# Given entries
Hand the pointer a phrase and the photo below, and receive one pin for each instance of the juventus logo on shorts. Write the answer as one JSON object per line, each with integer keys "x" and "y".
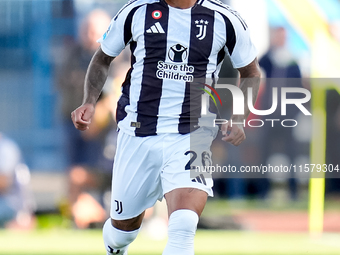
{"x": 119, "y": 206}
{"x": 202, "y": 25}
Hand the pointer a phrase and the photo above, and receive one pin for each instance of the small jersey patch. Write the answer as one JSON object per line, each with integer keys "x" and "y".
{"x": 157, "y": 14}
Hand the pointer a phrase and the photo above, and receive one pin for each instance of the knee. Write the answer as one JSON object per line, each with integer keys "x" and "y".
{"x": 183, "y": 223}
{"x": 116, "y": 240}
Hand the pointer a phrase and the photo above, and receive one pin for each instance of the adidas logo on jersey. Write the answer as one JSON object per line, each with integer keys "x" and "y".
{"x": 156, "y": 29}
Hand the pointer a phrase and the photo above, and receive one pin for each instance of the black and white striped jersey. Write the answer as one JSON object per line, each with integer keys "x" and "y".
{"x": 171, "y": 49}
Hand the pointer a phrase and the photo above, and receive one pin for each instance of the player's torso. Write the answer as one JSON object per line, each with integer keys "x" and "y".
{"x": 171, "y": 48}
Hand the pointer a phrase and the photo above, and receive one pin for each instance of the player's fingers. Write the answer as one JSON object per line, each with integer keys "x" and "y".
{"x": 79, "y": 123}
{"x": 87, "y": 115}
{"x": 224, "y": 129}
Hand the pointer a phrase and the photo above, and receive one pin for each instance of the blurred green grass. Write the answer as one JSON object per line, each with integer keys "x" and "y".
{"x": 86, "y": 242}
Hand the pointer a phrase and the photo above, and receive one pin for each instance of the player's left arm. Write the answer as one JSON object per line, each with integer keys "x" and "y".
{"x": 250, "y": 78}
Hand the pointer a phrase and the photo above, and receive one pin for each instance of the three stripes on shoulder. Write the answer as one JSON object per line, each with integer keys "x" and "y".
{"x": 156, "y": 29}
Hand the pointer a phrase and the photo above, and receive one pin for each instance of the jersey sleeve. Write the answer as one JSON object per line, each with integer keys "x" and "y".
{"x": 239, "y": 44}
{"x": 118, "y": 34}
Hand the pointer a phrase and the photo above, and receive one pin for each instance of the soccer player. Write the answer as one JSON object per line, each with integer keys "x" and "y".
{"x": 175, "y": 44}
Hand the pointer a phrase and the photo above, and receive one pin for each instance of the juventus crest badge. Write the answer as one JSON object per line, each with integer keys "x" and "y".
{"x": 202, "y": 25}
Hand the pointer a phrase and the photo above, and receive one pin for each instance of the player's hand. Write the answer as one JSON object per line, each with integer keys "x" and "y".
{"x": 233, "y": 134}
{"x": 82, "y": 116}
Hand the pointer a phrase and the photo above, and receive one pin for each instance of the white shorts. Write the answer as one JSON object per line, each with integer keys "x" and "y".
{"x": 146, "y": 168}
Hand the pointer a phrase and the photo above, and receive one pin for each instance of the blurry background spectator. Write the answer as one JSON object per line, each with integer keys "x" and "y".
{"x": 16, "y": 204}
{"x": 89, "y": 166}
{"x": 278, "y": 145}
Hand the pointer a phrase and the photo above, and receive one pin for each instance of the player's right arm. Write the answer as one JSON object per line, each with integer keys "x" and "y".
{"x": 96, "y": 76}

# What you should do
Word for word, quote the full listing, omitting every picture.

# Correct response
Hand the pointer a phrase and the photo below, and receive one pin for each instance of the juventus logo on shorts. Write the answer as one JSON object per line, each with integer keys "x" and "y".
{"x": 119, "y": 206}
{"x": 202, "y": 25}
Hand the pointer a phrase and the photo above, and receive one pin for each instance of the small jersey patch. Write the answer as one JSON object per line, each with integer keys "x" and "y".
{"x": 157, "y": 14}
Hand the pointer a phrase and the photo above, and receive one pin for each instance of the knee. Write the answer as one JSON object per line, each with integer keys "x" and "y".
{"x": 183, "y": 223}
{"x": 116, "y": 240}
Hand the pointer a phrase and the photo above, and receive one pin for each instance of the adidas logo on jersey. Write the answer as one JSON object per line, each with integer keys "x" and "y".
{"x": 156, "y": 29}
Hand the pointer a phrase and the photo above, and receive one pin for each instance of the black and white striped jersey. Write the answer as one JSON object per line, each with integer keys "x" and "y".
{"x": 171, "y": 49}
Hand the pointer a phrase and the photo above, and receive one pin for each instance of the player's torso. Write the answer as one JSON object per line, each with integer keys "x" and "y".
{"x": 171, "y": 48}
Hand the pointer a phrase and the photo above, and receive one pin for each instance of the player's fingers. Write the answer as one JSON object per line, each with integer keys "x" and "y".
{"x": 79, "y": 123}
{"x": 87, "y": 115}
{"x": 224, "y": 129}
Hand the pointer a phrase and the photo above, and receive one pin for each instance of the blurred green grass. Write the answer as one JSON object per line, each with integer keys "x" and "y".
{"x": 86, "y": 242}
Hand the pointer a phrase and the photo above, and receive one pin for each instance of the player's left arm. Write the answer as one JSON object per line, each with integer keys "x" and "y".
{"x": 250, "y": 78}
Hand the pointer a phrase and the photo above, and receive one pin for each instance of the three stripes on shoulder. Write the answer as one JSON object per line, each with integer keys "x" and "y".
{"x": 156, "y": 29}
Hand the pointer a phrase and the photo above, and receive one pin for each instance of the jersey sleeve. Write the answer as one JSON object per line, each with integer keys "x" and "y".
{"x": 239, "y": 44}
{"x": 118, "y": 34}
Hand the pointer a phrase and the photo above, and receive one pin for each instance of the soccer player. Write the answer as one JSON object per line, each with integer keys "x" and "y".
{"x": 175, "y": 44}
Hand the pointer a phrase and the photo above, and receive one pin for each instance of the juventus crest badge. Write the answer as one JSON object per line, each with integer keys "x" and "y".
{"x": 202, "y": 25}
Hand the pointer a phrase and the photo above, and receive one pin for each instance of the player's hand. Write the answer as one JSON object per line, each with integer keys "x" and "y".
{"x": 233, "y": 134}
{"x": 82, "y": 116}
Hand the pointer a phrase and the photo above, and receive one pin for each instance of the white shorts. Write the answer as one JSON object per line, each with integer keys "x" and "y".
{"x": 146, "y": 168}
Hand the pointer a phrase and the photo above, and receive one pin for each instance of the blurry background spectator. Write the answer as one JSON object per line, each with integer keys "x" and "y".
{"x": 16, "y": 204}
{"x": 89, "y": 166}
{"x": 278, "y": 145}
Hand the pointer a phrase and the photo above, and receive one pin for each instance of the player's right arm. Write the answer as one JSON object per line, each with integer keys "x" and "y".
{"x": 96, "y": 76}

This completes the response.